→ **PARTS OF THE EXERCISE**:
A – On the nickel complex page below, what color does the viewer perceive in a transition metal complex?
B – Does each statement agree with the nickel complex page below? Answer yes or no for each, quoting the deciding words.
(i) In a d-d transition, an electron moves from a higher-energy d-orbital to a lower-energy d-orbital.
(ii) Crystal field theory is named as one basis for analyzing the two complexes.
(iii) Option D is identified as the correct answer.

→ **PASSAGE GIVEN**:
Question

Given below are two statements:
Statement (I): A solution of \([Ni(H_2O)_6]^{2+}\) is green in color.
Statement (II): A solution of \([Ni(CN)_4]^{2-}\) is colorless.  
In the light of the above statements, choose the most appropriate answer from the options given below.

• A. Both Statement I and Statement II are incorrect
• B. Both Statement I and Statement II are correct
• C. Statement I is incorrect but Statement II is correct
• D. Statement I is correct but Statement II is incorrect

Answer 1

The Correct Option is B

This question requires an analysis of the color of two nickel coordination complexes, \([Ni(H_2O)_6]^{2+}\) and \([Ni(CN)_4]^{2-}\), based on the principles of coordination chemistry and crystal field theory.

Concept Used:

The color of transition metal complexes is attributed to d-d electronic transitions. When light passes through a solution of the complex, it absorbs photons of a specific energy (and color) from the visible spectrum to promote an electron from a lower-energy d-orbital to a higher-energy d-orbital. The color we perceive is the complementary color of the light absorbed.

The possibility and energy of these d-d transitions depend on:

1. The electronic configuration of the central metal ion (presence of partially filled d-orbitals).

→ **EXCERPTED RECORDS**:
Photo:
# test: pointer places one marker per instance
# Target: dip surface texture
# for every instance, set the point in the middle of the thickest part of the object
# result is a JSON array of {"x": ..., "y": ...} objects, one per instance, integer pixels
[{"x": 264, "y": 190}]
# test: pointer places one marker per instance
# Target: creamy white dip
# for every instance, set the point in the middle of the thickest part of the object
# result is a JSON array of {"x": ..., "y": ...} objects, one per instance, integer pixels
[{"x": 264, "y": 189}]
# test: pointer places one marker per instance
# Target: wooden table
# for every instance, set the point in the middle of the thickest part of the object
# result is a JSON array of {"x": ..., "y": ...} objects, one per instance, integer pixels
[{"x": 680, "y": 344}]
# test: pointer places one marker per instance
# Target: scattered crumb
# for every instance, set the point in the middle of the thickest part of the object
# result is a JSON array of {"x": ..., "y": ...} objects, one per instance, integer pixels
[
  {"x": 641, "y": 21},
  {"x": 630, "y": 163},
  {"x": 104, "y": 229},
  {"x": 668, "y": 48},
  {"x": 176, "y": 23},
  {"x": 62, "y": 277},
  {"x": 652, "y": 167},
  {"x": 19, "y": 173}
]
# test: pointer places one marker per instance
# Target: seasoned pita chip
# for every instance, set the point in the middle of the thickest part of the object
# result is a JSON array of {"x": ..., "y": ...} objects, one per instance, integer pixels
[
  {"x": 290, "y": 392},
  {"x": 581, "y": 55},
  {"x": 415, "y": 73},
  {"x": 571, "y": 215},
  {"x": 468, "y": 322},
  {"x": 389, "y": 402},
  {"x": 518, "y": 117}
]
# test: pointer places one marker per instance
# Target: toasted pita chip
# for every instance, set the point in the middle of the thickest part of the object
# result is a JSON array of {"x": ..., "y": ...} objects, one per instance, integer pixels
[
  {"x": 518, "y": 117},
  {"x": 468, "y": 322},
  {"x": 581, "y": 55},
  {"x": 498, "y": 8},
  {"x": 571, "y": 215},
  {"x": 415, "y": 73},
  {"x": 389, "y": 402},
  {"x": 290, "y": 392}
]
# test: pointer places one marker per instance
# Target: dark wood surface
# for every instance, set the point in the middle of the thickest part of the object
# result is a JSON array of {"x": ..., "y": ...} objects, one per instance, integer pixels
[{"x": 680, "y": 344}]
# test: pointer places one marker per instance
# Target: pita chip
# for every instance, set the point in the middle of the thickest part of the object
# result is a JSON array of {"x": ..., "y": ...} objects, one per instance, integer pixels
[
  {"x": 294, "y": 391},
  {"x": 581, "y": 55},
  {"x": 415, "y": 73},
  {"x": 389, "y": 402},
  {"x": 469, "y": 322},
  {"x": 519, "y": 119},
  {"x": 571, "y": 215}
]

→ **RESPONSES PER TASK**:
A – The complementary color of the light absorbed.

B –
(i) No: "to promote an electron from a lower-energy d-orbital to a higher-energy d-orbital"
(ii) Yes: "based on the principles of coordination chemistry and crystal field theory"
(iii) No: "The Correct Option is B"